**MATERIAL FOR THIS EXERCISE:**
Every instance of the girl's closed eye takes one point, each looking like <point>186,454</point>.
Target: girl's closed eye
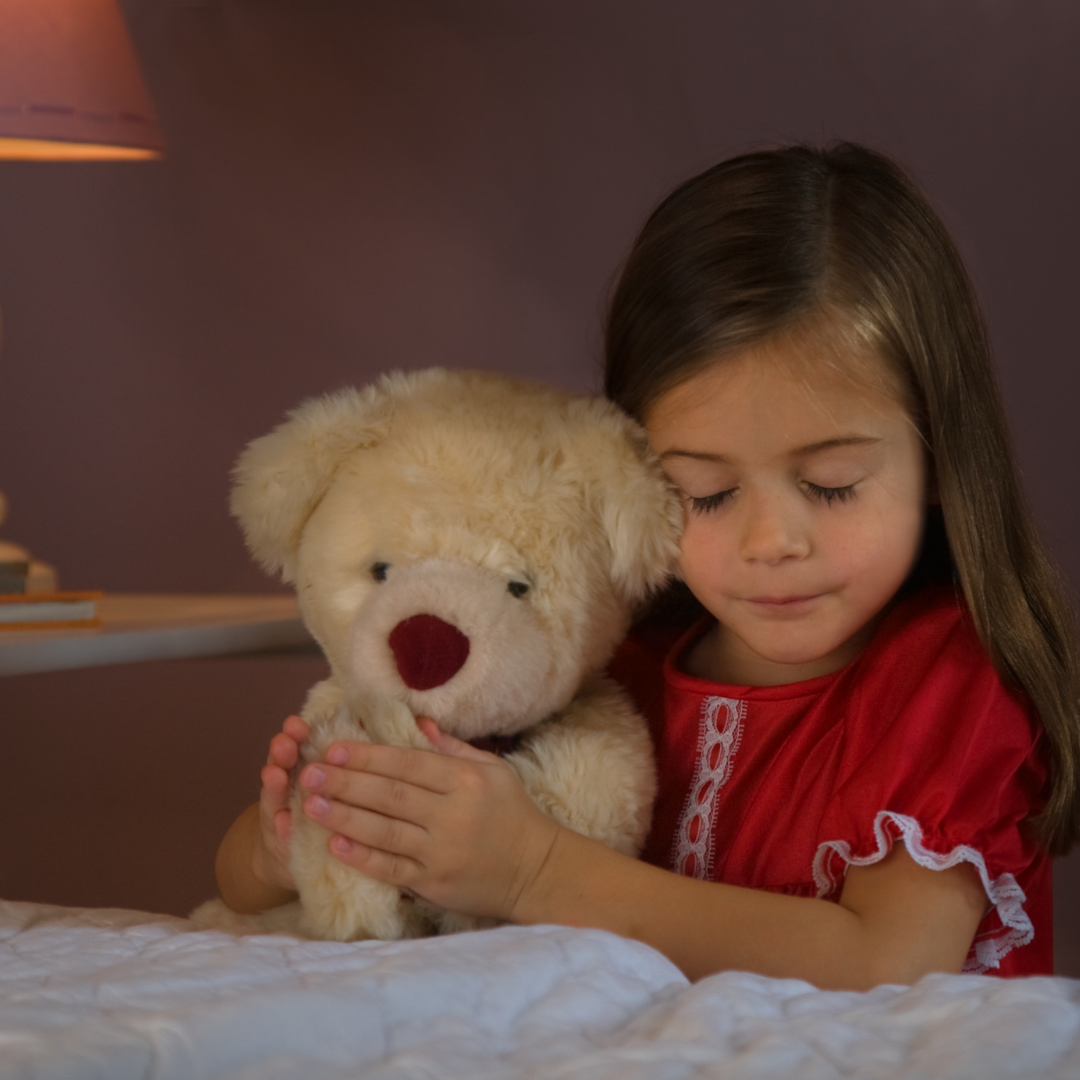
<point>831,495</point>
<point>707,502</point>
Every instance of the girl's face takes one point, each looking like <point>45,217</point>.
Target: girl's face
<point>806,490</point>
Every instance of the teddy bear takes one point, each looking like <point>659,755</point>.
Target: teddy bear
<point>471,548</point>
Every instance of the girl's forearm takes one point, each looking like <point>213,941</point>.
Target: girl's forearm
<point>239,882</point>
<point>705,928</point>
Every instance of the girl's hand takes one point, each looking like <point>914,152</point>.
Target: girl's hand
<point>454,824</point>
<point>270,851</point>
<point>252,865</point>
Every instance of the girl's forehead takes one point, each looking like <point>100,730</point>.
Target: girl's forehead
<point>785,392</point>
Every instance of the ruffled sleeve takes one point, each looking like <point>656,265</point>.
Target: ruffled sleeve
<point>941,756</point>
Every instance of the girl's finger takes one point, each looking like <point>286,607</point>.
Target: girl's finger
<point>367,827</point>
<point>274,791</point>
<point>284,751</point>
<point>417,767</point>
<point>392,798</point>
<point>296,729</point>
<point>283,825</point>
<point>386,866</point>
<point>447,744</point>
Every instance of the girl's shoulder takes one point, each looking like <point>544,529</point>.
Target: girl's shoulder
<point>927,651</point>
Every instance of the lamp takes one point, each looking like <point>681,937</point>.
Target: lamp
<point>70,90</point>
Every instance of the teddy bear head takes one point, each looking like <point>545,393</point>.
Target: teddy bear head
<point>467,543</point>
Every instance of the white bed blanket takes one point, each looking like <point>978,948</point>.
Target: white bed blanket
<point>118,995</point>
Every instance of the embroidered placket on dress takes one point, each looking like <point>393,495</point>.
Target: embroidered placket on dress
<point>716,753</point>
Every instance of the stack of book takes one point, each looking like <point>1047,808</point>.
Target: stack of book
<point>49,610</point>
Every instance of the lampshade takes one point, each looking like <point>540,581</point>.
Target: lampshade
<point>70,85</point>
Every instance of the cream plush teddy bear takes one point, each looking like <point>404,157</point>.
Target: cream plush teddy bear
<point>469,548</point>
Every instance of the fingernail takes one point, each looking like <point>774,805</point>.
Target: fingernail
<point>313,777</point>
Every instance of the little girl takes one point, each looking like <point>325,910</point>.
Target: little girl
<point>868,739</point>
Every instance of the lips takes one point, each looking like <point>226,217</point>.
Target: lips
<point>781,605</point>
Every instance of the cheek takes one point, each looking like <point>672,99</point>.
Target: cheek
<point>703,549</point>
<point>879,549</point>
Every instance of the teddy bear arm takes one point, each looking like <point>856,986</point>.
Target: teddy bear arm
<point>591,768</point>
<point>337,902</point>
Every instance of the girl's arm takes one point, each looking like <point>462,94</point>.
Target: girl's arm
<point>458,828</point>
<point>252,864</point>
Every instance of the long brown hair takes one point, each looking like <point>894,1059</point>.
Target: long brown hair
<point>773,241</point>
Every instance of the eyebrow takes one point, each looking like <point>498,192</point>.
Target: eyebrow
<point>826,444</point>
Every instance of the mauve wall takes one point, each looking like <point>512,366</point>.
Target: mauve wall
<point>355,186</point>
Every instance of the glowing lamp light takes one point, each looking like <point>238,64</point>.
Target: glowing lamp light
<point>70,88</point>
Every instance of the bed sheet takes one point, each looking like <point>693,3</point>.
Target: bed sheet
<point>110,994</point>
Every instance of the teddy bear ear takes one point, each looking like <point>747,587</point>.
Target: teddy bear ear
<point>639,509</point>
<point>281,477</point>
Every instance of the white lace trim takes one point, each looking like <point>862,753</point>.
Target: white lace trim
<point>1003,892</point>
<point>716,754</point>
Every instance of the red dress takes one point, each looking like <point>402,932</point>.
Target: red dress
<point>783,787</point>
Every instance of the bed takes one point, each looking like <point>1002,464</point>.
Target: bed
<point>116,994</point>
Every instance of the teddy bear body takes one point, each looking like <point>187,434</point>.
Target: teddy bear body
<point>469,548</point>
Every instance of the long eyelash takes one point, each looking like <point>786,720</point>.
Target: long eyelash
<point>704,504</point>
<point>831,495</point>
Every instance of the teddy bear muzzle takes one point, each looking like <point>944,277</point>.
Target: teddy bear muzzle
<point>428,650</point>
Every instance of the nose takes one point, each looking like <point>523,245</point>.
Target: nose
<point>772,531</point>
<point>428,650</point>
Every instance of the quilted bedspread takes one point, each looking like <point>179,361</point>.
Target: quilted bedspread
<point>118,995</point>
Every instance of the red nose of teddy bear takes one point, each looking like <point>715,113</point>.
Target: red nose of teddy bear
<point>429,651</point>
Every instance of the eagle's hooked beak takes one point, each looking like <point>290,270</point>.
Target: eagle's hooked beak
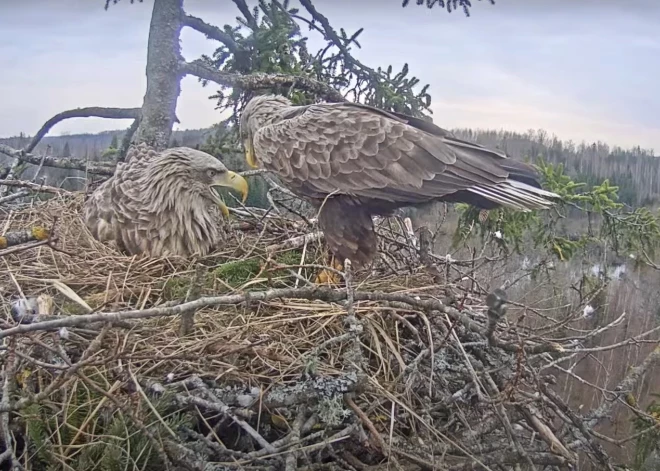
<point>249,154</point>
<point>231,180</point>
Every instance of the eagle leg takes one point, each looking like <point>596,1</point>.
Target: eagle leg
<point>328,277</point>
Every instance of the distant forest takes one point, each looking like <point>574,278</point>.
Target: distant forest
<point>634,170</point>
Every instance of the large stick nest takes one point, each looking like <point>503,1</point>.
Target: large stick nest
<point>396,366</point>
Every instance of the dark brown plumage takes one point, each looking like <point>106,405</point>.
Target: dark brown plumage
<point>354,161</point>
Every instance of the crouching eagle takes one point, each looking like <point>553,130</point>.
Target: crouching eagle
<point>162,203</point>
<point>354,161</point>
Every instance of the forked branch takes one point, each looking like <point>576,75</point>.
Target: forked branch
<point>90,112</point>
<point>201,70</point>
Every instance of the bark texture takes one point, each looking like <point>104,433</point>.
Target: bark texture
<point>163,78</point>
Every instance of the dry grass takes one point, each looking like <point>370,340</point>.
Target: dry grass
<point>392,368</point>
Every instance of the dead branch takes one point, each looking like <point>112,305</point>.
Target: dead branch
<point>203,71</point>
<point>69,164</point>
<point>21,237</point>
<point>90,112</point>
<point>35,187</point>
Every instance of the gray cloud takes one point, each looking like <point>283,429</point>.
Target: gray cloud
<point>585,72</point>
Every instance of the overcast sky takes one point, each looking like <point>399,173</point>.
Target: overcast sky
<point>588,72</point>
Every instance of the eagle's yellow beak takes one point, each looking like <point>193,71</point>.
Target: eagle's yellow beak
<point>249,154</point>
<point>234,181</point>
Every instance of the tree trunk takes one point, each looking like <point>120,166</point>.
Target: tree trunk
<point>163,77</point>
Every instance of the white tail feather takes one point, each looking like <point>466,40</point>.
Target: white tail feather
<point>516,195</point>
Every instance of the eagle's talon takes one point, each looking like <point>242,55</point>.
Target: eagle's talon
<point>330,277</point>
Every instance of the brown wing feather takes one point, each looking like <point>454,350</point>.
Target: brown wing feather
<point>353,150</point>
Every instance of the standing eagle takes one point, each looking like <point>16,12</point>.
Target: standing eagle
<point>354,161</point>
<point>162,203</point>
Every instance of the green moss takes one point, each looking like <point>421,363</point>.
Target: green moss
<point>176,288</point>
<point>293,257</point>
<point>238,272</point>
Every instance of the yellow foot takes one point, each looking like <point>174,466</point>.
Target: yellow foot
<point>328,277</point>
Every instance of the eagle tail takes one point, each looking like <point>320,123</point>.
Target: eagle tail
<point>520,191</point>
<point>349,231</point>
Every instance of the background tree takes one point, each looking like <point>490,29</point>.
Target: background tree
<point>450,5</point>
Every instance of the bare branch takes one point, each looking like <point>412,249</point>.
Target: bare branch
<point>257,81</point>
<point>69,164</point>
<point>33,186</point>
<point>211,31</point>
<point>126,141</point>
<point>91,112</point>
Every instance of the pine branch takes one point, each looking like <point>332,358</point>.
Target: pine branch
<point>258,81</point>
<point>91,112</point>
<point>211,31</point>
<point>69,164</point>
<point>245,11</point>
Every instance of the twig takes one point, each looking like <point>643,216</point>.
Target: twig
<point>8,378</point>
<point>95,112</point>
<point>211,31</point>
<point>69,164</point>
<point>257,81</point>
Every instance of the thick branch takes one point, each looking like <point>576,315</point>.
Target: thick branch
<point>91,112</point>
<point>69,164</point>
<point>316,293</point>
<point>257,81</point>
<point>163,80</point>
<point>211,32</point>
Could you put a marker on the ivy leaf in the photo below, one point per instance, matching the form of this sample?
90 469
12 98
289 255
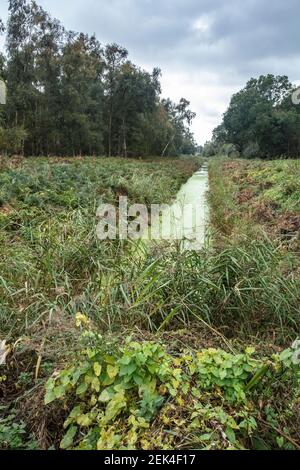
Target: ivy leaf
49 397
97 369
81 389
112 371
68 439
230 435
59 391
104 397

**DIRECTIONS:** Reproduce exactly the entries above, limited to the lines from the one with "Every instance of the background" through the one with "Every instance of the thick", both included.

**RESULT OF THE EXERCISE:**
Every instance of the background tree takes one point, each looking like <point>490,29</point>.
Target: background tree
<point>450,5</point>
Every instance of the bare branch takes one point, each looking like <point>412,249</point>.
Target: bare branch
<point>257,81</point>
<point>69,164</point>
<point>33,186</point>
<point>211,31</point>
<point>126,141</point>
<point>91,112</point>
Every instance of the pine branch takes one point, each looking like <point>332,358</point>.
Target: pine branch
<point>258,81</point>
<point>91,112</point>
<point>211,31</point>
<point>69,164</point>
<point>245,11</point>
Every instance of the twig takes one point, each looking like <point>643,216</point>.
Target: twig
<point>8,378</point>
<point>95,112</point>
<point>211,31</point>
<point>69,164</point>
<point>257,81</point>
Every instance of the thick branch takes one point, each looking like <point>576,315</point>.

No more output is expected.